● Document excerpt
►

For Word Riot
by Timmy Waldron


An Interview With James Rahn

James Rahn taught fiction at the University of Pennsylvania for fifteen years and has an MFA from Columbia University. His stories and articles have appeared in several magazines. In 1988 he started the Rittenhouse Writers’ Group in Philadelphia. His collection of linked stories, Bloodnight, is an earnest and gritty rendering of the broken Jersey resort towns in the ’70s.

You grew up in Atlantic City?

Yeah, a strange place and a strange upbringing. When I was growing up, Atlantic City was becoming a ghost town. Tourists were traveling farther, to newer trendier places. The summer season in AC got shorter and shorter. And there wasn’t much to do after the summer. Guys played ball, hung out, got high, got into trouble, looked for girls, and if they couldn’t find them they started fighting each other.

What got you started on Bloodnight?

I was a member of an illustrious high school fraternity. You pledged for weeks and got beaten mercilessly. But if you made it into this frat you achieved star status. You could never do today what the brothers did back then. Waterboarding may be shocking today, but at every meeting of this group, I assure you, there was an equivalent torture for pledges.

Also I’m attracted to the whole idea of a rite of passage, a bloodnight–the various trials a boy goes through in order to become a man. Of course it’s a metaphor as well for all the punishments we take in life or that we choose to take, believing we could become somebody different. Mostly I wanted to write a fictional account of my experiences growing up in AC, some of the wild people I knew, and this crazy-ass, notorious high school fraternity.

◄

(Stored data entries)
►

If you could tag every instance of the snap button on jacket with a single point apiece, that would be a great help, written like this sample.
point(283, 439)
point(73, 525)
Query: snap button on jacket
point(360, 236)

◄

● Questions to answer
1. Summarize the interview with James Rahn in two sentences.
2. According to the interview with James Rahn, in what year did he start the Rittenhouse Writers' Group?
3. In the interview with James Rahn, rewrite the passage starting at "You grew up" and ending at "fighting each other.", changing "ghost town" to "near-empty town".

● Answers given
1. James Rahn, who taught fiction at the University of Pennsylvania for fifteen years and started the Rittenhouse Writers' Group in Philadelphia, wrote Bloodnight, a collection of linked stories about the broken Jersey resort towns in the '70s. He grew up in Atlantic City as it was becoming a ghost town, and he drew the book from his experiences there, including a notorious high school fraternity with brutal pledging, and from his attraction to the idea of a rite of passage.

2. 1988

3.
You grew up in Atlantic City?

Yeah, a strange place and a strange upbringing. When I was growing up, Atlantic City was becoming a near-empty town. Tourists were traveling farther, to newer trendier places. The summer season in AC got shorter and shorter. And there wasn’t much to do after the summer. Guys played ball, hung out, got high, got into trouble, looked for girls, and if they couldn’t find them they started fighting each other.